**小問**
下に示す書評コラムの「たとえばカレーの章。最近は野」から「如実に反映されていたんです。」までを、一字も変えずに書き写してください。
----- 抜粋資料 -----
1. HOME
  2. コラム
  3. 谷原書店
  4. 【谷原店長のおススメ】読んだ途端に口中に広がる思い出 森下典子さん「いとしいたべもの」

【谷原店長のおススメ】読んだ途端に口中に広がる思い出 森下典子さん「いとしいたべもの」

 全国津々浦々の旅での出会い、ふと出逢った野良猫との交流――。そんな日常の光景を丁寧に紡いだ文章で知られる森下典子さん。実は彼女の「食」にまつわる本がずっと気になっていたこともあり、手に取ったのがこの『いとしいたべもの』(文春文庫)です。オムライス、サッポロ一番みそラーメン、水羊羹、そしてカレーパン。この本には、読んだ途端、口中に広がる思い出の数々が、けっして饒舌になりすぎず的確な描写で綴られています。

 たとえばカレーの章。最近は野菜カレーにハマっているという森下さんが、ハウス「バーモントカレー」にまつわる子どもの頃の思い出にタイムスリップ。友達の家でご馳走になった時に入っていた、ほろほろ柔らかく煮込んだ牛肉の塊に驚きます。森下家では薄い豚肉のカレーが定番だったのです。帰宅後、「うちも、ああいうカレーを作って!」と母にねだるシーン。思わず「そうそう!」と頷きました。僕も、友達の家でご馳走になったあと母さんにおねだりしました。その昔、たしかにカレーの具には、家庭の個性や経済状態が如実に反映されていたんです。

 カレーになんと「スルメ」を入れるのが定番だったという青森出身のお友達の話もおもしろい。大人になって初めて肉のカレーを食べ、「このカレーは変わってるな。スルメが入っていない……と思った」なんてエピソードも記されています。

 それから、この本を読んであらためて気づかされることは、「食」にとって何より大切なのは「匂い」であるということ。伊豆諸島のソウルフード「くさや」を森下さんはこよなく愛し、その強烈で溶け落ちるような魅力を「世界で最もセクシーな男」と呼ばれる俳優、アントニオ・バンデラスに例えます。青ムロアジやトビウオの開きを発酵した液体に漬け込み乾燥させた「くさや」。僕も八丈島に行った際、くさや工場を訪ねました。猛烈な匂いです。でも、匂いの強い食べ物は、乗り越えた先に新たな喜びがあるというもの。くさやも、食べれば「匂いの向こう側」にたどり着けるはず!と、滞在中に3回試したのですが……。この世のものとは思えない匂いに、残念ながらどうしても打ち勝てず、惨敗して帰ってきました。
----- 提供データ -----
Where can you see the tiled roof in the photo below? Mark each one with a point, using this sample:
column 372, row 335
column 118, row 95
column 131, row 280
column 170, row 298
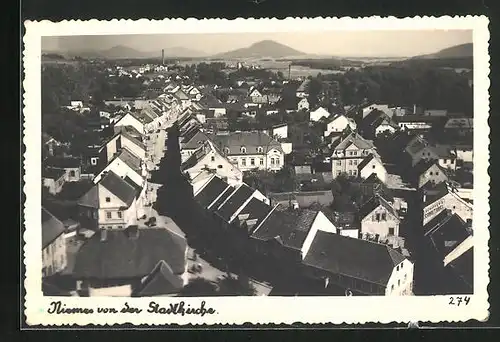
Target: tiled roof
-----
**解答**
たとえばカレーの章。最近は野菜カレーにハマっているという森下さんが、ハウス「バーモントカレー」にまつわる子どもの頃の思い出にタイムスリップ。友達の家でご馳走になった時に入っていた、ほろほろ柔らかく煮込んだ牛肉の塊に驚きます。森下家では薄い豚肉のカレーが定番だったのです。帰宅後、「うちも、ああいうカレーを作って!」と母にねだるシーン。思わず「そうそう!」と頷きました。僕も、友達の家でご馳走になったあと母さんにおねだりしました。その昔、たしかにカレーの具には、家庭の個性や経済状態が如実に反映されていたんです。